Source data:
++++++++
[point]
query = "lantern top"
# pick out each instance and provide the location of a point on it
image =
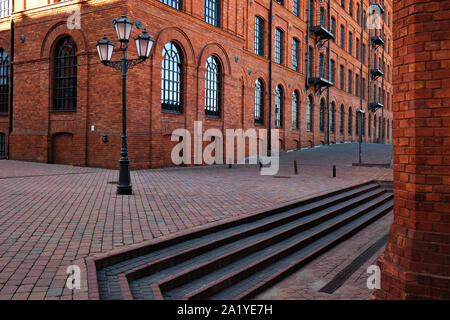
(123, 28)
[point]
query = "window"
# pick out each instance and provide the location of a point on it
(350, 42)
(4, 85)
(278, 107)
(173, 3)
(332, 71)
(295, 54)
(309, 114)
(212, 12)
(322, 16)
(309, 62)
(4, 8)
(172, 79)
(349, 81)
(322, 116)
(212, 87)
(333, 27)
(296, 8)
(357, 48)
(333, 117)
(259, 102)
(363, 89)
(357, 14)
(2, 145)
(278, 46)
(311, 12)
(259, 36)
(350, 121)
(65, 75)
(363, 57)
(321, 65)
(295, 110)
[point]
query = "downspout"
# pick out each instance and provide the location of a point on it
(11, 88)
(383, 141)
(308, 58)
(328, 78)
(269, 137)
(362, 122)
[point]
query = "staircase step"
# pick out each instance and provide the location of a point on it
(262, 256)
(216, 261)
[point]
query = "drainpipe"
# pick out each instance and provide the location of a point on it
(384, 75)
(328, 88)
(269, 136)
(362, 123)
(11, 87)
(308, 58)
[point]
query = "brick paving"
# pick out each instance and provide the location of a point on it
(53, 216)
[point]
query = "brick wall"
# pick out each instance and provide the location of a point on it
(416, 264)
(149, 129)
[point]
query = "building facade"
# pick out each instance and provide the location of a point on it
(210, 63)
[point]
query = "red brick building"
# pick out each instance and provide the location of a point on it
(416, 263)
(62, 117)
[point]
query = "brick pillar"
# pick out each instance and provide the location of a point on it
(416, 263)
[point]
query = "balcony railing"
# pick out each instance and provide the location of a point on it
(320, 24)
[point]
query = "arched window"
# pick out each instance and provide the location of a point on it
(65, 75)
(279, 107)
(322, 116)
(333, 117)
(212, 12)
(295, 110)
(2, 145)
(309, 114)
(213, 92)
(350, 116)
(259, 102)
(4, 84)
(172, 79)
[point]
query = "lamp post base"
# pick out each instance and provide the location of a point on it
(124, 187)
(125, 190)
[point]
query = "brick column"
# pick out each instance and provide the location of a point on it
(416, 263)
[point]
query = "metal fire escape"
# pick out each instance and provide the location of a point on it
(319, 25)
(377, 62)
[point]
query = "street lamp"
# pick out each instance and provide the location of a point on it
(105, 48)
(361, 127)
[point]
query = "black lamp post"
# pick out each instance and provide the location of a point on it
(361, 128)
(105, 50)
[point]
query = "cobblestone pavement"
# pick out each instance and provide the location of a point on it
(53, 216)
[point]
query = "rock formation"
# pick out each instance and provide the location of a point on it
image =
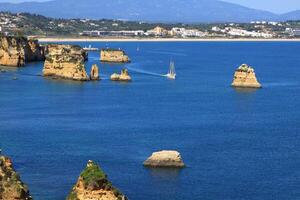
(16, 51)
(11, 186)
(245, 77)
(93, 184)
(33, 51)
(113, 55)
(95, 73)
(124, 76)
(65, 61)
(165, 159)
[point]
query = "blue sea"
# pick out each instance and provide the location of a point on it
(238, 144)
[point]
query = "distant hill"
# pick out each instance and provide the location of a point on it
(187, 11)
(295, 15)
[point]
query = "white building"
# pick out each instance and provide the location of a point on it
(182, 32)
(245, 33)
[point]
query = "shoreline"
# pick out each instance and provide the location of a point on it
(61, 39)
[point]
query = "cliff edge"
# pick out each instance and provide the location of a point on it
(245, 77)
(93, 184)
(16, 51)
(11, 186)
(65, 61)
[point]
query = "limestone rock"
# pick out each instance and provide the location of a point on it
(165, 159)
(245, 77)
(114, 55)
(65, 61)
(11, 186)
(93, 184)
(15, 51)
(95, 72)
(33, 51)
(124, 76)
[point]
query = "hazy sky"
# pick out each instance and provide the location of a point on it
(277, 6)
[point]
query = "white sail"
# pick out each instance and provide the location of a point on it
(172, 72)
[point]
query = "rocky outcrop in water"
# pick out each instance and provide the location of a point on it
(33, 51)
(245, 77)
(95, 73)
(11, 186)
(114, 55)
(16, 51)
(165, 159)
(124, 76)
(65, 61)
(93, 184)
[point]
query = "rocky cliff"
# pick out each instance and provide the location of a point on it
(165, 159)
(16, 51)
(65, 61)
(95, 73)
(11, 186)
(113, 55)
(93, 184)
(245, 76)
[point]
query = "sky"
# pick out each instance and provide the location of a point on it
(276, 6)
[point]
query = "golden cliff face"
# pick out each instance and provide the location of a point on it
(65, 61)
(16, 51)
(93, 185)
(12, 52)
(11, 187)
(245, 77)
(33, 51)
(116, 56)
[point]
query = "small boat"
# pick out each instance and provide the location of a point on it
(172, 72)
(90, 48)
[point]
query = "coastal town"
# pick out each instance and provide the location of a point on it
(40, 26)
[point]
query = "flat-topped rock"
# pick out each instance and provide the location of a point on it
(11, 186)
(65, 61)
(16, 51)
(93, 184)
(165, 159)
(245, 77)
(113, 55)
(95, 73)
(124, 76)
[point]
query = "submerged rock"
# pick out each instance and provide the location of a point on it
(93, 184)
(95, 72)
(65, 61)
(15, 51)
(245, 76)
(11, 186)
(165, 159)
(114, 55)
(124, 76)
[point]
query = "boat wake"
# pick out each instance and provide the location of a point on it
(141, 71)
(282, 84)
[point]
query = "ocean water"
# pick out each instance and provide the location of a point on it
(237, 143)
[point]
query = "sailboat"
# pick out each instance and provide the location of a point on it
(172, 72)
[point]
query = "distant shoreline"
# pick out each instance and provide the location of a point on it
(61, 39)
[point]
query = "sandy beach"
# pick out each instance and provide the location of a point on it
(61, 39)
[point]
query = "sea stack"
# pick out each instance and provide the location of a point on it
(124, 76)
(95, 73)
(11, 186)
(65, 61)
(168, 159)
(245, 77)
(93, 184)
(16, 51)
(114, 56)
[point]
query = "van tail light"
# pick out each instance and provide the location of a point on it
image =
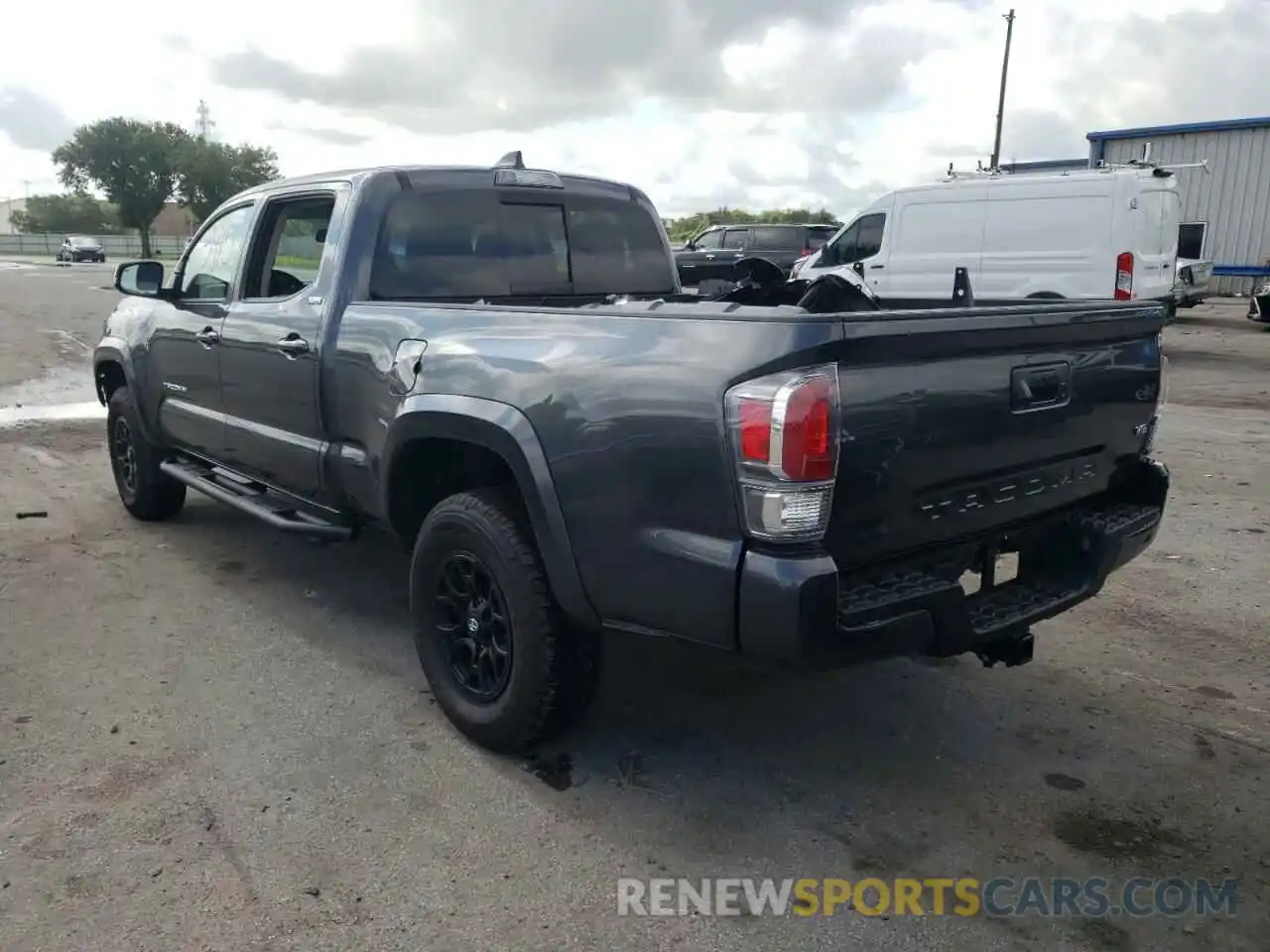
(1124, 276)
(784, 436)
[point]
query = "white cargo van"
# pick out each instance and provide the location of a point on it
(1107, 232)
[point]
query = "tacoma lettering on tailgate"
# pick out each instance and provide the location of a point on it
(985, 495)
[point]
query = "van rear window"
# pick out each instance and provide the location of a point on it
(475, 244)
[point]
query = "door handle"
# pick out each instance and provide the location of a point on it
(293, 345)
(1035, 388)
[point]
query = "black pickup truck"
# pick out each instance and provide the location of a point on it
(711, 253)
(499, 366)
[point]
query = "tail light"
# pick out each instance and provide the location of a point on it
(1124, 276)
(784, 434)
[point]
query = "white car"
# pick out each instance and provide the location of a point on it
(1107, 232)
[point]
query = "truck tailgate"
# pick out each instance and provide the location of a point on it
(960, 425)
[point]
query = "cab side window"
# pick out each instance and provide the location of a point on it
(212, 261)
(842, 252)
(289, 246)
(860, 241)
(869, 243)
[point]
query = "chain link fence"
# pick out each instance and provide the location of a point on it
(113, 245)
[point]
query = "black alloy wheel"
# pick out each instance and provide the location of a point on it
(125, 454)
(472, 616)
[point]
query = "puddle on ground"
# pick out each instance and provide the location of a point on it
(66, 385)
(64, 394)
(45, 413)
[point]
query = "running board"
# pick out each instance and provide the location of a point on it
(254, 500)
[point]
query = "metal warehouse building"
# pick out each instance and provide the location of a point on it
(1225, 211)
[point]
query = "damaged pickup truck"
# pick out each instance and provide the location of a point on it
(498, 365)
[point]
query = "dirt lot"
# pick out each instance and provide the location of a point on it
(216, 738)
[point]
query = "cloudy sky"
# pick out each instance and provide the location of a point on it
(756, 103)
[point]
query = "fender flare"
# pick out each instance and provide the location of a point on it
(116, 350)
(507, 431)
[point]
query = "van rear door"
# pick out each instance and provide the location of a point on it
(1159, 213)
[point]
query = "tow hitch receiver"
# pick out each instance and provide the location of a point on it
(1011, 652)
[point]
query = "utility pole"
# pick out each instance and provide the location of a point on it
(1001, 102)
(203, 126)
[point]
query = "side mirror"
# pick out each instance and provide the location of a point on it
(139, 278)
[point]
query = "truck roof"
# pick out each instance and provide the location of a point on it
(359, 175)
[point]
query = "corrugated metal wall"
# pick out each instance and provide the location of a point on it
(1233, 198)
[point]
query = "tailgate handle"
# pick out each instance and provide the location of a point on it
(1039, 388)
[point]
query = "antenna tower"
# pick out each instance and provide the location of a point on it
(204, 125)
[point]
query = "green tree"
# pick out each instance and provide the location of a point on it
(688, 226)
(134, 163)
(209, 173)
(67, 214)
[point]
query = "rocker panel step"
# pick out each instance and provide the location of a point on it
(255, 503)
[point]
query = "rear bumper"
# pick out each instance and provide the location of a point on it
(802, 611)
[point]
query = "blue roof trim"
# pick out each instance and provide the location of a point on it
(1241, 271)
(1254, 122)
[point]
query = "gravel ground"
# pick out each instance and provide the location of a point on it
(217, 738)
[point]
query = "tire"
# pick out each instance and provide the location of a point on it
(145, 490)
(541, 671)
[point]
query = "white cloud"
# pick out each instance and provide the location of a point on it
(698, 102)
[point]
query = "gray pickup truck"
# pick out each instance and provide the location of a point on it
(498, 366)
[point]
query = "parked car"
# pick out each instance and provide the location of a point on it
(499, 367)
(711, 253)
(1259, 303)
(80, 248)
(1107, 232)
(1192, 284)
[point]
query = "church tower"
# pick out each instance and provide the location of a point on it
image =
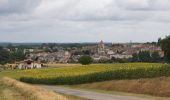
(101, 47)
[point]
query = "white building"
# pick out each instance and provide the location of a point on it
(28, 64)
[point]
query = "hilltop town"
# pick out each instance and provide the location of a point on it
(99, 52)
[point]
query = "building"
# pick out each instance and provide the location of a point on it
(28, 64)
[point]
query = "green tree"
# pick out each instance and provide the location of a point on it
(165, 45)
(144, 56)
(85, 60)
(135, 57)
(155, 56)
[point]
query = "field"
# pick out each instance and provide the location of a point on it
(159, 86)
(91, 73)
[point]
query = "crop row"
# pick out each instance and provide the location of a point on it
(117, 74)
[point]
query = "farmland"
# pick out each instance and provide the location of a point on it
(79, 74)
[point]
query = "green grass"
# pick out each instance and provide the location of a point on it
(89, 73)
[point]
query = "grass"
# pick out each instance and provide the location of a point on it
(90, 73)
(32, 92)
(159, 86)
(9, 93)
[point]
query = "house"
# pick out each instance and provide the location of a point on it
(28, 64)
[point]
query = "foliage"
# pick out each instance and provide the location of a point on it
(146, 56)
(165, 45)
(10, 56)
(85, 60)
(90, 73)
(120, 73)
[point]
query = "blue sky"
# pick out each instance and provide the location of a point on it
(84, 20)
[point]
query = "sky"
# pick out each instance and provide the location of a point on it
(84, 20)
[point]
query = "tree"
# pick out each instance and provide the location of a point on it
(144, 56)
(85, 60)
(165, 45)
(135, 57)
(155, 57)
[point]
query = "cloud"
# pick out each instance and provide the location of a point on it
(17, 6)
(83, 20)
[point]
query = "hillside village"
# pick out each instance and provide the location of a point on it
(36, 56)
(97, 52)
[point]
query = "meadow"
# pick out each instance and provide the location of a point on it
(79, 74)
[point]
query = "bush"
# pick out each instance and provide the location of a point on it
(119, 74)
(85, 60)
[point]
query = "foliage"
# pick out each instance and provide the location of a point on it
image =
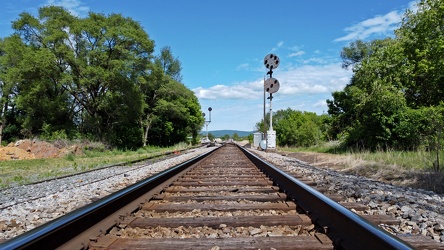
(297, 128)
(95, 76)
(394, 97)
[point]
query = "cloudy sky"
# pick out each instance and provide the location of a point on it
(222, 45)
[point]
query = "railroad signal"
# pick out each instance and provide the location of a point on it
(271, 85)
(271, 61)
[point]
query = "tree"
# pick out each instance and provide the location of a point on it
(171, 66)
(95, 62)
(422, 39)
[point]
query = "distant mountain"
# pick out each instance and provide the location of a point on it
(220, 133)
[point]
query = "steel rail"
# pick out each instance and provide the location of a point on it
(58, 232)
(347, 229)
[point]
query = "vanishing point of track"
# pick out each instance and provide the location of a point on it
(225, 199)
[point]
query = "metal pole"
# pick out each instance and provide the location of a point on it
(264, 127)
(271, 114)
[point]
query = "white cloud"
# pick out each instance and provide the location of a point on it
(298, 53)
(303, 80)
(76, 7)
(244, 66)
(379, 25)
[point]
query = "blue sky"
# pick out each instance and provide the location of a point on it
(222, 44)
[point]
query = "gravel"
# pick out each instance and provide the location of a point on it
(25, 207)
(420, 211)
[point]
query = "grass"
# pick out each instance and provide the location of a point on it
(20, 172)
(416, 169)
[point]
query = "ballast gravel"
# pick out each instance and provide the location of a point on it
(25, 207)
(420, 211)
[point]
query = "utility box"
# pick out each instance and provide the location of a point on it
(257, 138)
(271, 139)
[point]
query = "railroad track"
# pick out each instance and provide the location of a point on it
(227, 199)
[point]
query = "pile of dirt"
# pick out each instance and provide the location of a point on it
(35, 149)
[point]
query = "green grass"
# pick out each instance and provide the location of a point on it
(419, 160)
(19, 172)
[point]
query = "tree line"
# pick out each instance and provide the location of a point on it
(394, 98)
(93, 77)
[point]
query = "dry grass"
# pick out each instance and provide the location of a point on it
(392, 173)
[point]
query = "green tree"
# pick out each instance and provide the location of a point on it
(422, 39)
(93, 64)
(171, 66)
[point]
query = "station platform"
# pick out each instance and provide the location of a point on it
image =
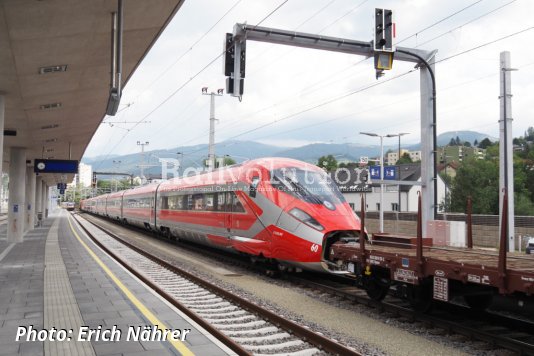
(57, 278)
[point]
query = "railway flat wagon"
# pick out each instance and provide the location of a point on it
(422, 273)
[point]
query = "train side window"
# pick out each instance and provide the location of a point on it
(253, 187)
(220, 201)
(228, 204)
(210, 202)
(237, 207)
(188, 199)
(198, 202)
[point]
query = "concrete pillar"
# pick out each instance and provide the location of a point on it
(2, 112)
(17, 202)
(47, 200)
(38, 196)
(30, 199)
(43, 198)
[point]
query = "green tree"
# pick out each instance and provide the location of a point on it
(480, 180)
(329, 163)
(485, 143)
(405, 159)
(228, 161)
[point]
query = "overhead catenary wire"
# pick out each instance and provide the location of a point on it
(440, 21)
(232, 123)
(184, 84)
(384, 81)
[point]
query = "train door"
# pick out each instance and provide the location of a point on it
(152, 220)
(228, 201)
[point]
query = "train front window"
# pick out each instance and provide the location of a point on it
(310, 186)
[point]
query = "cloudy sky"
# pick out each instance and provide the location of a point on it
(285, 86)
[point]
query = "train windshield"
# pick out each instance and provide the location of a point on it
(310, 186)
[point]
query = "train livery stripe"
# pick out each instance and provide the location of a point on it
(179, 346)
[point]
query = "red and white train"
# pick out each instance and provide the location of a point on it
(277, 209)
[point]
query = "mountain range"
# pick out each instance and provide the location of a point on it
(193, 156)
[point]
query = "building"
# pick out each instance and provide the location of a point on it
(459, 153)
(346, 182)
(83, 178)
(393, 157)
(449, 168)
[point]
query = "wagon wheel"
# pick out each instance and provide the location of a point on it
(377, 288)
(420, 297)
(479, 302)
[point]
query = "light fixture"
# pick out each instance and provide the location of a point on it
(53, 69)
(50, 106)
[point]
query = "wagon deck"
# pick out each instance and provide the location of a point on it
(515, 274)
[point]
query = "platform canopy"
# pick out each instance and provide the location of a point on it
(55, 64)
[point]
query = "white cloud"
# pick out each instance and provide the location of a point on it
(282, 81)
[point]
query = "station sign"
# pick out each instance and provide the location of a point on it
(55, 166)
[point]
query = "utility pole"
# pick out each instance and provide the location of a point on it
(211, 147)
(118, 163)
(506, 166)
(398, 158)
(142, 166)
(180, 162)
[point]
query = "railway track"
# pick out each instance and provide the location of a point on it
(243, 326)
(496, 330)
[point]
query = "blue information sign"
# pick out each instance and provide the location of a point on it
(374, 172)
(55, 166)
(390, 172)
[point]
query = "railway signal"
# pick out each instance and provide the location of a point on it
(383, 41)
(233, 69)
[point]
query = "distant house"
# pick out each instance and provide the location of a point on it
(393, 157)
(346, 181)
(448, 168)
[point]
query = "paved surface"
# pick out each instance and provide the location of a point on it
(73, 291)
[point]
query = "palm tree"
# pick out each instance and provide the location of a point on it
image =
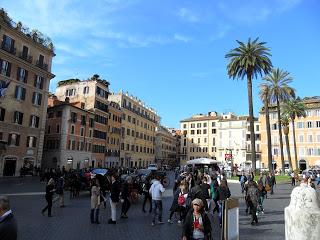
(294, 108)
(280, 91)
(285, 124)
(265, 97)
(249, 60)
++++++++
What is needed: Each line from the material above that mentions the word "wagon" needs to be copied.

Your response:
query = "railway flat wagon"
query = "wagon wheel"
query = "wagon deck"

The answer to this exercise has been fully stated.